Direction: Rewrite the lines below, changing every "Annotate" to "Outline" and leaving everything else as it is. Omit the pictures from your answer.

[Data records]
****

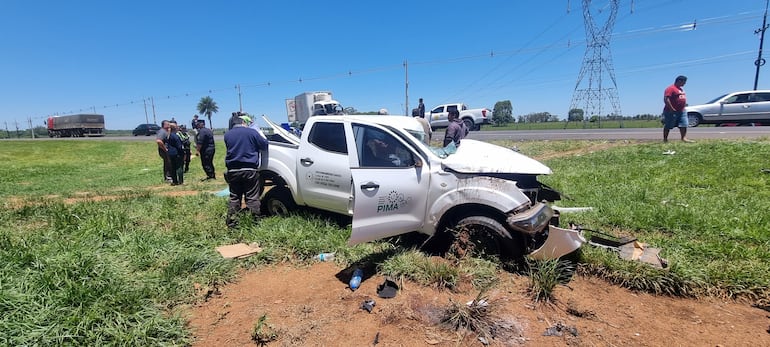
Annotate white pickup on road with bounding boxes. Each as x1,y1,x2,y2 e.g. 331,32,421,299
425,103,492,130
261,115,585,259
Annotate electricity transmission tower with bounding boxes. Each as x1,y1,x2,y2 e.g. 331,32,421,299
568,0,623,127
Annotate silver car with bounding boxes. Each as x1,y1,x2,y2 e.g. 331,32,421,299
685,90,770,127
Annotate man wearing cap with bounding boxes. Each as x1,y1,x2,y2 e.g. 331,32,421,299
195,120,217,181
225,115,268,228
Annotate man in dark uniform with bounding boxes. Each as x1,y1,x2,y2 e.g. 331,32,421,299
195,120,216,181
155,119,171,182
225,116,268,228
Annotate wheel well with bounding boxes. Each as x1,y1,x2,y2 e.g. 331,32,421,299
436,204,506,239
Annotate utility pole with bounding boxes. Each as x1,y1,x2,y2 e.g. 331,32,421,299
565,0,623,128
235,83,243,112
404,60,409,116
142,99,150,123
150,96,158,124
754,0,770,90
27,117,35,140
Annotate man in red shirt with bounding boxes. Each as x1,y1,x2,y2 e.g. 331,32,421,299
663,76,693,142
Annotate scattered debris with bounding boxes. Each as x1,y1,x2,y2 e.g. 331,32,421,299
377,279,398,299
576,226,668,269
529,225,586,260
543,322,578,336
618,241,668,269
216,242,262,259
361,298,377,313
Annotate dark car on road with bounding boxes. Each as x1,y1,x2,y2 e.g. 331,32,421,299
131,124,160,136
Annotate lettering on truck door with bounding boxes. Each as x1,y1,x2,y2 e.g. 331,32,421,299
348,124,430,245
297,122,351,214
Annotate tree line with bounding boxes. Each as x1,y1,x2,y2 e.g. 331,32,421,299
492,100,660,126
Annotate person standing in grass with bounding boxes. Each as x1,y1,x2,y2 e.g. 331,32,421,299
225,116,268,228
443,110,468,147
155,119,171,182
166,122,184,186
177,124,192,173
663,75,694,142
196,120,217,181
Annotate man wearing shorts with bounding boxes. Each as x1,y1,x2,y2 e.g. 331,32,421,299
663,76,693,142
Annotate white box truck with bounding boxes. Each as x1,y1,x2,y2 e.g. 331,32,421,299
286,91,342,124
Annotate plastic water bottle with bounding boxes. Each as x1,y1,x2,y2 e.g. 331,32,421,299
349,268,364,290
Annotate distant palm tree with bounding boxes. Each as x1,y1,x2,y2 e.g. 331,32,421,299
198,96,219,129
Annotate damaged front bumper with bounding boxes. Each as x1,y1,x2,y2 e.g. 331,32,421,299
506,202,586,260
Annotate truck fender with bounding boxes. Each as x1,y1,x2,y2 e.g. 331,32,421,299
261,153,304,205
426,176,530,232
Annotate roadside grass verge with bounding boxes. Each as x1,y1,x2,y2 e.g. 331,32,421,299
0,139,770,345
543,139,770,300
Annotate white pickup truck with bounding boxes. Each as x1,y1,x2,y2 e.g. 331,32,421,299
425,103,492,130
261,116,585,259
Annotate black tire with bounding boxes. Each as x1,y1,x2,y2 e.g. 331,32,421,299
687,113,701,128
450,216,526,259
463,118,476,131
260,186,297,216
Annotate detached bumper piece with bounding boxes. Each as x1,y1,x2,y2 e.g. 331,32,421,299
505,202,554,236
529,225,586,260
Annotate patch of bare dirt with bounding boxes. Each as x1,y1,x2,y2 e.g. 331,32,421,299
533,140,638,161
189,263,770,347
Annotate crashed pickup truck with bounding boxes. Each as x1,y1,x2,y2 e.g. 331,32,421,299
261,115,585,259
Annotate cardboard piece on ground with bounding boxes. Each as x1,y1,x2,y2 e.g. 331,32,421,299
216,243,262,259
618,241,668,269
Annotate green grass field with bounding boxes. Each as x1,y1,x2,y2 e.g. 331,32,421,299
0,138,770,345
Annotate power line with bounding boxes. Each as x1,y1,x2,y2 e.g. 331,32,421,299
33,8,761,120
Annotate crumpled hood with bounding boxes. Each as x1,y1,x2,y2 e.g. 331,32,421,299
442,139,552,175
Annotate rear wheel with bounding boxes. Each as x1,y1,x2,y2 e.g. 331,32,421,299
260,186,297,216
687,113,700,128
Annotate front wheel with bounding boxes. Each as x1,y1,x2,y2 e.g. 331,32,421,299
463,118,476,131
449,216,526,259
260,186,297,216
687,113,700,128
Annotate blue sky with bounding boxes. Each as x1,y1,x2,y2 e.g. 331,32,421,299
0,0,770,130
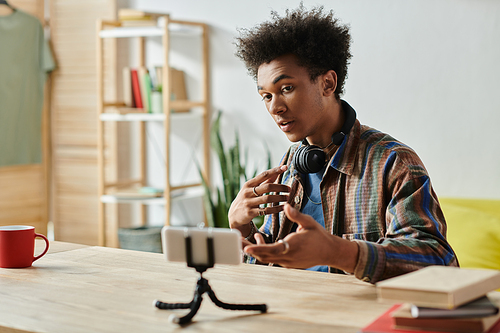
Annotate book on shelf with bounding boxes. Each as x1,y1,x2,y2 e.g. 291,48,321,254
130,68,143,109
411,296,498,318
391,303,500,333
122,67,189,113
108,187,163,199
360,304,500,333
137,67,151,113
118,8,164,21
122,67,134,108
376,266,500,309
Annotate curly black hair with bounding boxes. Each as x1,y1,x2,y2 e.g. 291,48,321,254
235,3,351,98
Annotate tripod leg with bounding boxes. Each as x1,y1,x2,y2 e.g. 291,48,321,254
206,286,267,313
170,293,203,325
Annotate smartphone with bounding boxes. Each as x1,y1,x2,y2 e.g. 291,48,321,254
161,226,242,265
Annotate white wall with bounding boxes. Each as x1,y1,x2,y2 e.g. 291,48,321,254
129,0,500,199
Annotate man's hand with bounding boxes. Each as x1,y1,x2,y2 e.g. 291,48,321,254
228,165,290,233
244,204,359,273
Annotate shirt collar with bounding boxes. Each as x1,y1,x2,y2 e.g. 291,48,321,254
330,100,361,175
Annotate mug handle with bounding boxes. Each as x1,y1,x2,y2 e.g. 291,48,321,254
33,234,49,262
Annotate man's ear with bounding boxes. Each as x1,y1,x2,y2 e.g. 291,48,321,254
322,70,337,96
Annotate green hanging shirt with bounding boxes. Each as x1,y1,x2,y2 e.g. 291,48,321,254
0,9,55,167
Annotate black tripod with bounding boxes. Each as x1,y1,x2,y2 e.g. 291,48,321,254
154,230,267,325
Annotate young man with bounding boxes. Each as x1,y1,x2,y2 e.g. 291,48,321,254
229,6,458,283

****

Task response:
Outline white pickup on road with bounding boxes. Each as x1,y1,x2,y2 e.g. 331,32,421,299
425,103,492,130
261,115,585,259
Outline electricity transmission tower with bounding boxes. Each as x1,y1,x2,y2 e.g. 331,32,421,299
568,0,623,127
Outline silver car with bounding boxes. Each as x1,y1,x2,y2 e.g. 331,32,421,299
685,90,770,127
Outline man wearing cap with bounding boxes. Each as x1,y1,x2,y2 e.g. 331,32,421,299
195,120,217,181
225,115,268,228
Outline man in dark uniform with bounding boxes. Each as x1,y1,x2,y2 e.g. 331,32,421,299
195,120,216,181
155,119,171,182
225,116,268,228
Outline wheel well with bounding boxes. Each as x1,y1,x2,y2 e.g. 331,32,421,299
436,204,506,239
Outline utility pole with bounding boxes. Each as x1,y1,x2,y2 e.g. 331,32,421,299
565,0,623,128
235,83,243,112
404,60,409,116
142,99,150,123
150,96,158,124
754,0,770,90
27,117,35,140
Outline man in red shirt with bounding boxes. Each as x1,y1,x2,y2 e.g. 331,32,421,299
663,76,693,142
Outline scattered debris with bounding boxes. Each as x1,y1,x2,y2 e.g. 331,32,421,299
377,279,398,299
576,226,668,269
529,225,586,260
543,322,578,336
618,241,668,269
216,242,262,259
361,298,377,313
Outline dark car on road with bounding boxes. Each as x1,y1,x2,y2 e.g. 331,32,421,299
131,124,160,136
Outline lettering on truck door with bounding boxes. Each as x1,y1,x2,y2 e.g. 331,32,421,299
348,124,430,245
297,122,351,214
Outline tree line with bounding boxes. Each as x1,y1,x2,y2 e.g. 331,32,421,299
492,100,660,126
Outline person standing in grass with bounding boxes. Each as x1,y1,x2,y2 e.g. 331,32,421,299
225,116,268,228
443,110,468,147
155,119,171,182
166,122,184,186
177,124,192,173
663,75,694,142
196,120,217,181
Outline man wearing shorts with bounding boxes. Each as x1,y1,x2,y2 e.g. 331,32,421,299
663,76,693,142
Outline white box truck with bounding boxes. Each as x1,y1,x2,y2 e.g. 331,32,421,299
286,91,342,124
Outline plastic water bottle with bounding boxes. Each as x1,y1,x2,y2 e.g. 331,32,421,299
349,268,364,290
Outline distant palm tree with bounding boxes. Each as x1,y1,x2,y2 e.g. 331,32,421,299
198,96,219,129
Outline damaged front bumper with bounding boxes. Each as x1,y1,x2,y2 e.g. 331,32,421,299
506,202,586,260
Outline truck fender with bounding boxes. Each as x1,y1,x2,y2 e.g. 331,32,421,299
261,153,304,205
426,176,530,232
Outline roadside grass verge with bounding boxes. Each as x1,y1,x2,y2 e.g. 331,32,421,299
0,139,770,345
543,139,770,300
Outline white pickup truck with bounding boxes. Each as x1,y1,x2,y2 e.g. 331,32,421,299
425,103,492,130
261,116,585,259
Outline black tire with bounding boxes. Each as x1,y1,x2,y2 e.g. 331,32,421,299
687,113,701,128
450,216,526,259
463,118,476,131
260,186,297,216
Outline detached bumper piece with bounding boxes. Each as x1,y1,x2,y2 e.g. 331,32,421,299
505,202,554,236
529,225,586,260
Outline patch of bare dirt with bounding boxes. Each as x1,y1,x2,y2 e.g. 331,32,421,299
533,140,638,161
189,263,770,347
Outline crashed pickup truck with bounding boxes. Each as x1,y1,x2,y2 e.g. 331,32,421,299
261,115,585,259
Outline cardboard piece on ground with bounding boxes. Each as x1,y1,x2,y2 e.g. 331,32,421,299
216,243,262,259
618,241,668,269
Outline green grass field with bounding boxes. Each as x1,y1,x2,y2 e.g. 331,32,421,299
0,138,770,345
Outline power line with bounding boxes. Each as x1,y1,x2,y2 e.g. 331,32,421,299
33,8,761,120
Outline crumpled hood with bounding boxes. Each as x1,y1,x2,y2 e.g. 331,32,421,299
442,139,552,175
Outline rear wheel with bounding boxes. Each as x1,y1,x2,y2 e.g. 331,32,421,299
260,186,297,216
687,113,700,128
Outline front wheel with bounding boxes. Each as x1,y1,x2,y2 e.g. 331,32,421,299
463,118,476,131
449,216,526,259
260,186,297,216
687,113,700,128
Outline blue sky with bounding boxes. Each as x1,y1,x2,y2 e.g. 331,32,421,299
0,0,770,130
Outline book on shelf with bounding boxes. Each as x1,y1,x2,y2 e.g. 291,48,321,254
130,68,143,109
411,296,498,318
391,303,500,333
122,67,189,113
108,187,163,199
360,304,500,333
137,67,151,113
118,8,164,21
122,67,134,108
376,266,500,309
Outline curly black hair with bounding boxes. Each as x1,y1,x2,y2 e.g. 291,48,321,254
235,3,351,98
Outline tripod leg with bounding boxes. Each as x1,y1,x2,y2 e.g. 291,48,321,254
206,286,267,313
170,293,203,325
Outline smartphone with bounding boxes. Each as x1,y1,x2,y2 e.g. 291,48,321,254
161,226,242,265
Outline white wall with bounding boxes. Each as x1,y1,x2,y2 e.g. 291,48,321,254
129,0,500,199
Outline man's hand with bounding boxes. Each as x1,y1,x2,y2 e.g. 291,48,321,254
228,165,290,233
244,204,359,273
Outline shirt collar with bounding boxes. Each as x1,y1,x2,y2 e.g. 291,48,321,254
330,100,361,175
Outline mug handle with bounding boxes. Each as x1,y1,x2,y2 e.g. 291,48,321,254
33,234,49,262
Outline man's ear with bounding boxes. Each as x1,y1,x2,y2 e.g. 291,48,321,254
322,70,337,96
Outline green hanging shirt with bounding boxes. Each as x1,y1,x2,y2 e.g. 291,48,321,254
0,9,55,167
Outline black tripod with bounding boxes. Each as x1,y1,x2,y2 e.g. 291,48,321,254
154,230,267,325
Outline young man with bounding boxes. Each as x1,y1,x2,y2 e.g. 291,48,321,254
229,6,458,283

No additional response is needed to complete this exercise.